> **WHAT TO DO**
Turn each line of the material below into a numbered list, and skip any blank lines.

====== GIVEN DATA

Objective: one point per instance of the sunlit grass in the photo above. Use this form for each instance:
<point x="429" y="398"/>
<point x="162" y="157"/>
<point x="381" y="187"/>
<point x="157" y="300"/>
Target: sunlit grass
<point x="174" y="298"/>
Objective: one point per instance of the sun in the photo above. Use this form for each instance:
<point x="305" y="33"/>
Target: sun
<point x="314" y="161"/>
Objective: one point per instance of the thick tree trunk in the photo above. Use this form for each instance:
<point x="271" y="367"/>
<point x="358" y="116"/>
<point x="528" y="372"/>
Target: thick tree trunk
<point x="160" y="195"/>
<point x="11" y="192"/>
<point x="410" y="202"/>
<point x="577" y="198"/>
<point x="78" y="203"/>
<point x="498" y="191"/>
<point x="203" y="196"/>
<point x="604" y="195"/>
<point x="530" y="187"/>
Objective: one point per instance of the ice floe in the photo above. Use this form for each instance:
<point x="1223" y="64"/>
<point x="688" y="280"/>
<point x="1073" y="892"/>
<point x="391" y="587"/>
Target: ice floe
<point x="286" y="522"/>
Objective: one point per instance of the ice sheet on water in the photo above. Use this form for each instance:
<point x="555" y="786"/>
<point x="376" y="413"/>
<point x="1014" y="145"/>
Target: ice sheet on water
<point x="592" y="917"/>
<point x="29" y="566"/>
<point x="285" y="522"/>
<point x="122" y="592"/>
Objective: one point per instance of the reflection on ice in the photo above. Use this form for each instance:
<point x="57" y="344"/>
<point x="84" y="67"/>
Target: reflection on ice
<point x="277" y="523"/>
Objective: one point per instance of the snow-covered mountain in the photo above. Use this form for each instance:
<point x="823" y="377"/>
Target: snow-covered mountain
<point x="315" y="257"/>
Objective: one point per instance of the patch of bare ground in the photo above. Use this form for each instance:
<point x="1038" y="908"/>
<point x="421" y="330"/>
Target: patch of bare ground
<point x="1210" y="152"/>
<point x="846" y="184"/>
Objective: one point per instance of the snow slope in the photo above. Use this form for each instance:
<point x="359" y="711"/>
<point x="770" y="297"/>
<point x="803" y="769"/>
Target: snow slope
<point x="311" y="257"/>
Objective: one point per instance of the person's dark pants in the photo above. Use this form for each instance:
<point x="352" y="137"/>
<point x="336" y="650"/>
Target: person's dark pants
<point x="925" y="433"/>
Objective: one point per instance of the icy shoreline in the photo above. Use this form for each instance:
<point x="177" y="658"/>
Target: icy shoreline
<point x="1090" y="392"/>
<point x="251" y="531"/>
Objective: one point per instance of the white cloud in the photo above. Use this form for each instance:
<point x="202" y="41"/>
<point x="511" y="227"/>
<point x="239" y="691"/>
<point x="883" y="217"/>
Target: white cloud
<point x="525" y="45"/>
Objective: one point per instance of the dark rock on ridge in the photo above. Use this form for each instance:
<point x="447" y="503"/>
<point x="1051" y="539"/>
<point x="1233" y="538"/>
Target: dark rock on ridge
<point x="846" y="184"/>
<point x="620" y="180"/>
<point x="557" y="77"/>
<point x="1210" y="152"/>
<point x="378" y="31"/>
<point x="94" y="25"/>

============

> **RESULT FOR THIS TASK**
1. Objective: one point per instance of the sunlit grass in the photo above. Use this form for each instance:
2. <point x="429" y="398"/>
3. <point x="162" y="157"/>
4. <point x="381" y="187"/>
5. <point x="157" y="300"/>
6. Target: sunlit grass
7. <point x="174" y="298"/>
8. Objective: one point per instance of the sun in the photo above. Use this form for each instance:
9. <point x="305" y="33"/>
10. Target: sun
11. <point x="314" y="161"/>
12. Objective: one point per instance of the thick tree trunk in the photo above. Use this form for each instance:
13. <point x="271" y="367"/>
14. <point x="358" y="116"/>
15. <point x="528" y="372"/>
16. Target: thick tree trunk
17. <point x="160" y="195"/>
18. <point x="11" y="192"/>
19. <point x="410" y="202"/>
20. <point x="577" y="198"/>
21. <point x="78" y="203"/>
22. <point x="498" y="191"/>
23. <point x="203" y="196"/>
24. <point x="604" y="195"/>
25. <point x="530" y="187"/>
26. Objective: one point per instance of the ice floe in the photo above. Use this form for each instance:
27. <point x="1223" y="64"/>
28. <point x="688" y="280"/>
29. <point x="1073" y="892"/>
30. <point x="391" y="587"/>
31. Target: ice floe
32. <point x="286" y="522"/>
33. Objective: one point per instance of the ice sheet on water in the photo above. Use this form for each instance:
34. <point x="555" y="786"/>
35. <point x="376" y="413"/>
36. <point x="1014" y="145"/>
37. Target: ice sheet on water
38. <point x="592" y="917"/>
39. <point x="29" y="566"/>
40. <point x="285" y="522"/>
41. <point x="122" y="592"/>
42. Objective: one point per instance of the reflection on ice in the photo above. Use this form for each instance:
43. <point x="57" y="344"/>
44. <point x="84" y="67"/>
45. Target: reflection on ice
46. <point x="277" y="523"/>
47. Objective: one point per instance of the snow-covered mountain in the photo above. Use this form for each instance:
48. <point x="823" y="377"/>
49. Target: snow-covered mountain
50. <point x="315" y="257"/>
51. Objective: one point per instance of the patch of bare ground in the photo above. Use this form for each instance:
52. <point x="1038" y="908"/>
53. <point x="421" y="330"/>
54. Target: patch of bare ground
55. <point x="1210" y="152"/>
56. <point x="846" y="184"/>
57. Objective: one point per instance of the snow slope in the photo above. Use this form for each instance:
58. <point x="359" y="711"/>
59. <point x="770" y="297"/>
60. <point x="803" y="769"/>
61. Target: snow slope
62. <point x="311" y="257"/>
63. Objective: one point per instance of the person's dark pants in the photo above. Use this form for each instance:
64. <point x="352" y="137"/>
65. <point x="336" y="650"/>
66. Target: person's dark pants
67. <point x="925" y="433"/>
68. Objective: one point per instance of the icy shoreline in the photo above. Use this form for each instance:
69. <point x="177" y="658"/>
70. Target: icy shoreline
71. <point x="1090" y="392"/>
72. <point x="251" y="531"/>
73. Objective: one point per instance of the white cloud in the photo above. Use this form for each instance:
74. <point x="202" y="41"/>
75. <point x="511" y="227"/>
76. <point x="239" y="691"/>
77. <point x="883" y="217"/>
78. Target: white cloud
79. <point x="525" y="45"/>
80. Objective: one point per instance of the dark rock on ridge in the photo above. Use this form for each instance:
81. <point x="447" y="503"/>
82. <point x="1051" y="539"/>
83. <point x="1233" y="538"/>
84. Target: dark rock on ridge
85. <point x="846" y="184"/>
86. <point x="620" y="180"/>
87. <point x="557" y="77"/>
88. <point x="1210" y="152"/>
89. <point x="378" y="31"/>
90. <point x="94" y="25"/>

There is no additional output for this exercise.